» SOURCE MATERIAL:
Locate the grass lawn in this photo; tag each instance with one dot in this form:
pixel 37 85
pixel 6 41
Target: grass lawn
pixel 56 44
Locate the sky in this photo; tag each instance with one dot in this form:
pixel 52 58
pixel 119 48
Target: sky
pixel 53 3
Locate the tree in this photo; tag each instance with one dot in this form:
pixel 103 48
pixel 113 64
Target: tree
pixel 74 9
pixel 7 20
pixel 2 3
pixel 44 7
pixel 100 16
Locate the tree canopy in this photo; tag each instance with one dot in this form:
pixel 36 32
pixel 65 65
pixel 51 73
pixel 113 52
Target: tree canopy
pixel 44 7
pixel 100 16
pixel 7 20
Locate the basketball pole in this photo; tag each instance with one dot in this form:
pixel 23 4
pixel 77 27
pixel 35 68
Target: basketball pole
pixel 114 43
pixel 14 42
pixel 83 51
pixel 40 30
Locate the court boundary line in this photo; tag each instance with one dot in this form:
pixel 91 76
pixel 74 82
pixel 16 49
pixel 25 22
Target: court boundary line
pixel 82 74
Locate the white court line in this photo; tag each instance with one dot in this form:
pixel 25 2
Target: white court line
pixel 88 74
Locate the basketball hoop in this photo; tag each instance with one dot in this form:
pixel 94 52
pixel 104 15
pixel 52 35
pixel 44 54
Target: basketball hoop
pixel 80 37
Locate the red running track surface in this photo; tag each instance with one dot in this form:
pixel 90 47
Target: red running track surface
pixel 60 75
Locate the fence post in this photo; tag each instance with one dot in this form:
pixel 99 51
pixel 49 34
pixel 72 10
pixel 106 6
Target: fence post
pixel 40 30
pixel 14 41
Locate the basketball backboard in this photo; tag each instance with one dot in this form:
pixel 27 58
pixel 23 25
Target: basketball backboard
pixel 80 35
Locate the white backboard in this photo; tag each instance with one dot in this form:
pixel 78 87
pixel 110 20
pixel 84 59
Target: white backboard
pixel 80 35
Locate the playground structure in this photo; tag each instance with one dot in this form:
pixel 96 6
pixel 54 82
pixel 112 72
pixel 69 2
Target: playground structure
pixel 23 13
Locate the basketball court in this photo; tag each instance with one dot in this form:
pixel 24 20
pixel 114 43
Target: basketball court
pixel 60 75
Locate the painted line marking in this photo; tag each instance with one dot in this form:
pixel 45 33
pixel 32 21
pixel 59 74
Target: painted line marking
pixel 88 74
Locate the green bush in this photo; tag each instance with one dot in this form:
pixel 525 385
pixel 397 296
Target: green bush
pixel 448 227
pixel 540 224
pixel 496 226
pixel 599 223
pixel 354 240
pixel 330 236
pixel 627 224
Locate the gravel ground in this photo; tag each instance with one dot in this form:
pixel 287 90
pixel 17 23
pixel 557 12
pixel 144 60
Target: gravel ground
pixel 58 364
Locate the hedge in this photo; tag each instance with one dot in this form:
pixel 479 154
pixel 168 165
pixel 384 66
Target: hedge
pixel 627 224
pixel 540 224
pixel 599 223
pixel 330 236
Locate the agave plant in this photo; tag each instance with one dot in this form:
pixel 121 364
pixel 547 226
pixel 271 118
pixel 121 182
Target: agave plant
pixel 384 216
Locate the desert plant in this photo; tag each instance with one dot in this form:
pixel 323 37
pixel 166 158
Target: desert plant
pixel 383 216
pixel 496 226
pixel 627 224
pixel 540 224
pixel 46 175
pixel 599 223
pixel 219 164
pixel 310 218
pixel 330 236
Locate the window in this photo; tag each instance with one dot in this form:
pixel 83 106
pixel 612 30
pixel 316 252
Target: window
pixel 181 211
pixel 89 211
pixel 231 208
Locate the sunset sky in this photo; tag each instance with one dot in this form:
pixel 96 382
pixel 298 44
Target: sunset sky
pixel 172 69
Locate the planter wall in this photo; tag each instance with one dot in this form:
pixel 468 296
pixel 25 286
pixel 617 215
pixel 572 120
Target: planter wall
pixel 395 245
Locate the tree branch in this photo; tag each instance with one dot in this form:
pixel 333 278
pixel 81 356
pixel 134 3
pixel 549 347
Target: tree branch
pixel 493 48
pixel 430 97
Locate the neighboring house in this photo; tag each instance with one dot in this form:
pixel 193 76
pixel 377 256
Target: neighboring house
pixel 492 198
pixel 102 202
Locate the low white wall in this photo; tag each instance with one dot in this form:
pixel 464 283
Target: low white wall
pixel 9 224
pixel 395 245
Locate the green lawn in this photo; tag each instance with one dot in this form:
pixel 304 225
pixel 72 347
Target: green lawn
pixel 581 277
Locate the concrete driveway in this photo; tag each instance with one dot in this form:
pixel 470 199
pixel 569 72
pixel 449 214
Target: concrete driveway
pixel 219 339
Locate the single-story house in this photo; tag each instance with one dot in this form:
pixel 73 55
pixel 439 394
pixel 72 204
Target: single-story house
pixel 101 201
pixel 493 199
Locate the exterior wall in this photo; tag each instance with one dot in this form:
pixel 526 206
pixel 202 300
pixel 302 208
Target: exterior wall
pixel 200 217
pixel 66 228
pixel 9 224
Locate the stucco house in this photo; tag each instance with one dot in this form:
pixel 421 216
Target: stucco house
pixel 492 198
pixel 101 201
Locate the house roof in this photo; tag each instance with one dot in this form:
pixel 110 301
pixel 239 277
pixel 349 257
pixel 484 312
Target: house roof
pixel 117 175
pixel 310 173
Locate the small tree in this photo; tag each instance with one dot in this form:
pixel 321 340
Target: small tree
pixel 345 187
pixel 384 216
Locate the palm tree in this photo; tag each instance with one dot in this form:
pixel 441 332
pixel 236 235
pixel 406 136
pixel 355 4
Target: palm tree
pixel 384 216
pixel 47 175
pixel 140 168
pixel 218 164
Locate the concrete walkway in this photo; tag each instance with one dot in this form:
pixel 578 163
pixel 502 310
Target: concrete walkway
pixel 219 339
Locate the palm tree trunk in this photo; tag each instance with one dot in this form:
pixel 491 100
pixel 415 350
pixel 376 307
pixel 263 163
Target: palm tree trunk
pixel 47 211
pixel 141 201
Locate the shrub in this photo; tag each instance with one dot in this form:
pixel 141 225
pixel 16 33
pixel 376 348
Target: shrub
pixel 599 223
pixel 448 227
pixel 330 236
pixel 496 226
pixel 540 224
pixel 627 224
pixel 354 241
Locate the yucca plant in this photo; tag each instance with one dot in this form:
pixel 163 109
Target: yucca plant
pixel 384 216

» OBJECTIVE:
Please put the stretch of the records above, from the line containing "Locate the concrete driveway" through the line containing "pixel 310 173", into a numbered list, with both of those lines included and any blank lines left out.

» ANSWER TO THE PROBLEM:
1. Locate the concrete driveway in this photo; tag each instance with one dot in this form:
2. pixel 470 199
3. pixel 569 72
4. pixel 449 214
5. Target: concrete driveway
6. pixel 219 339
7. Locate the single-story house in this photo; tag each instance with one dot in this form:
8. pixel 73 55
9. pixel 439 394
10. pixel 72 204
11. Target: single-story house
12. pixel 101 201
13. pixel 493 199
14. Locate the exterior wall in this photo; tag each instance with one dot in this form:
15. pixel 526 206
16. pixel 202 300
17. pixel 302 208
18. Target: exterior wall
19. pixel 200 217
20. pixel 66 228
21. pixel 9 224
22. Locate the stucco house in this photo; tag each instance with one dot in this form:
23. pixel 421 216
24. Target: stucco house
25. pixel 492 198
26. pixel 101 201
27. Locate the house roof in this photo; tag each instance with one dot in this form:
28. pixel 110 301
29. pixel 239 277
30. pixel 349 257
31. pixel 484 312
32. Target: house roof
33. pixel 117 175
34. pixel 310 173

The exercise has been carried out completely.